Please rewrite every line of the records below as a numbered list, leaving out any blank lines.

--- SUPPLIED MATERIAL ---

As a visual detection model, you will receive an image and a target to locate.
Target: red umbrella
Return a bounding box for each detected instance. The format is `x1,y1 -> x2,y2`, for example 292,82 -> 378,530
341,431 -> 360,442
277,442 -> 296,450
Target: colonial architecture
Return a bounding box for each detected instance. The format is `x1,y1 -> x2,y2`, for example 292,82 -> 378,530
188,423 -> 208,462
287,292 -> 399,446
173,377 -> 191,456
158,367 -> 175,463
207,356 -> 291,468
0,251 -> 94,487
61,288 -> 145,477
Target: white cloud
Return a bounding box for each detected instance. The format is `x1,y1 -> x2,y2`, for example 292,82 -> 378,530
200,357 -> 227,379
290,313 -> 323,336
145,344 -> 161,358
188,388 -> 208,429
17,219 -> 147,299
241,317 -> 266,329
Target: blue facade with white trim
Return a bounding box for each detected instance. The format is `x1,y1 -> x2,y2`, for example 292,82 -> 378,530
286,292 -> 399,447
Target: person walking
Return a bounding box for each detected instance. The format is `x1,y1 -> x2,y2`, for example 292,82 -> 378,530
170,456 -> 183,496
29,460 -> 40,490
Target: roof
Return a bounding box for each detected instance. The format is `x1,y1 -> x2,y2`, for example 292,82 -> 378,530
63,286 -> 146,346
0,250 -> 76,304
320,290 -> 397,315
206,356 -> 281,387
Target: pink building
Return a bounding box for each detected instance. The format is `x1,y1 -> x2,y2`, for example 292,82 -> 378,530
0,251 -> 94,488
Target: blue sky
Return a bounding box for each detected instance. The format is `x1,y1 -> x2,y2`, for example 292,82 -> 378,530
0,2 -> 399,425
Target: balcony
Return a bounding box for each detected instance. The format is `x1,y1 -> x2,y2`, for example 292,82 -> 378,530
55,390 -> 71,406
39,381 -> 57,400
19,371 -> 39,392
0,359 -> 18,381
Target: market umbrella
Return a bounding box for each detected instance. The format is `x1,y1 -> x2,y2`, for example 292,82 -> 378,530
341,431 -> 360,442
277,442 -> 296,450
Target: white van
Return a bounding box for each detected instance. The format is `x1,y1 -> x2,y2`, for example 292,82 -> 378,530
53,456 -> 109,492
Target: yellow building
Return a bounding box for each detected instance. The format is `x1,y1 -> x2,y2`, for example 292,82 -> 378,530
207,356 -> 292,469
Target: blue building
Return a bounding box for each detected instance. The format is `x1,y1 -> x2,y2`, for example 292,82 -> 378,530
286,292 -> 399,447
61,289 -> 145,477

---

THE RESPONSE:
1. As a visual detection model, you will receive an image and a target to locate.
2. Target: red umbrella
3. Return a bounding box for each detected instance. The format is `x1,y1 -> x2,y2`, for example 292,82 -> 378,530
4. 341,431 -> 360,442
5. 277,442 -> 296,450
6. Target: colonial architecture
7. Return a bounding box for each detected instance. The format is `x1,y1 -> x2,y2`, for example 292,82 -> 378,530
8. 188,423 -> 208,462
9. 287,292 -> 399,446
10. 173,377 -> 191,456
11. 158,367 -> 175,463
12. 207,356 -> 291,468
13. 0,251 -> 94,487
14. 61,288 -> 145,477
15. Target: white cloud
16. Return a bounding box for each detected instance. The format is `x1,y1 -> x2,y2`, for example 292,82 -> 378,530
17. 200,357 -> 227,379
18. 290,313 -> 323,336
19. 145,344 -> 161,358
20. 188,388 -> 208,429
21. 17,219 -> 147,299
22. 241,317 -> 266,329
23. Target: blue facade with white trim
24. Return a bounding box for each detected instance. The format is `x1,y1 -> x2,y2`, for example 292,82 -> 378,530
25. 286,292 -> 399,447
26. Target: person walking
27. Return a bounding box for each detected instance. The format is `x1,y1 -> x2,y2`, for example 292,82 -> 378,530
28. 170,456 -> 183,496
29. 29,460 -> 40,490
30. Target: roof
31. Return a bounding box for each detected instance. The format is `x1,y1 -> x2,y2`, for example 292,82 -> 378,530
32. 63,286 -> 146,346
33. 0,250 -> 76,304
34. 320,290 -> 397,315
35. 206,356 -> 281,387
36. Target: pink building
37. Return a bounding box for each detected instance. The format is `x1,y1 -> x2,y2`, for example 292,82 -> 378,530
38. 0,251 -> 94,488
39. Target: blue sky
40. Return a bounding box for each detected instance. The format is `x1,y1 -> x2,y2`, for example 292,82 -> 378,530
41. 0,2 -> 399,425
42. Target: balcony
43. Return a bounding box for each detected instance. The format is `x1,y1 -> x2,y2`, for example 292,82 -> 378,530
44. 55,390 -> 71,406
45. 39,381 -> 57,400
46. 19,371 -> 39,392
47. 0,359 -> 18,381
48. Target: market umbrella
49. Return a bounding box for each detected instance. The format is `x1,y1 -> x2,y2`, for example 292,82 -> 378,530
50. 341,431 -> 360,442
51. 277,442 -> 296,450
52. Target: white van
53. Return a bounding box for each detected instance. The format is `x1,y1 -> x2,y2`, for example 292,82 -> 378,530
54. 53,456 -> 109,492
55. Target: yellow building
56. Return a bounding box for each detected instance. The format is `x1,y1 -> x2,y2`, for example 292,82 -> 378,530
57. 207,356 -> 292,469
58. Target: blue building
59. Return a bounding box for each detected instance. The format is `x1,y1 -> x2,y2`, for example 292,82 -> 378,530
60. 286,292 -> 399,447
61. 61,289 -> 145,477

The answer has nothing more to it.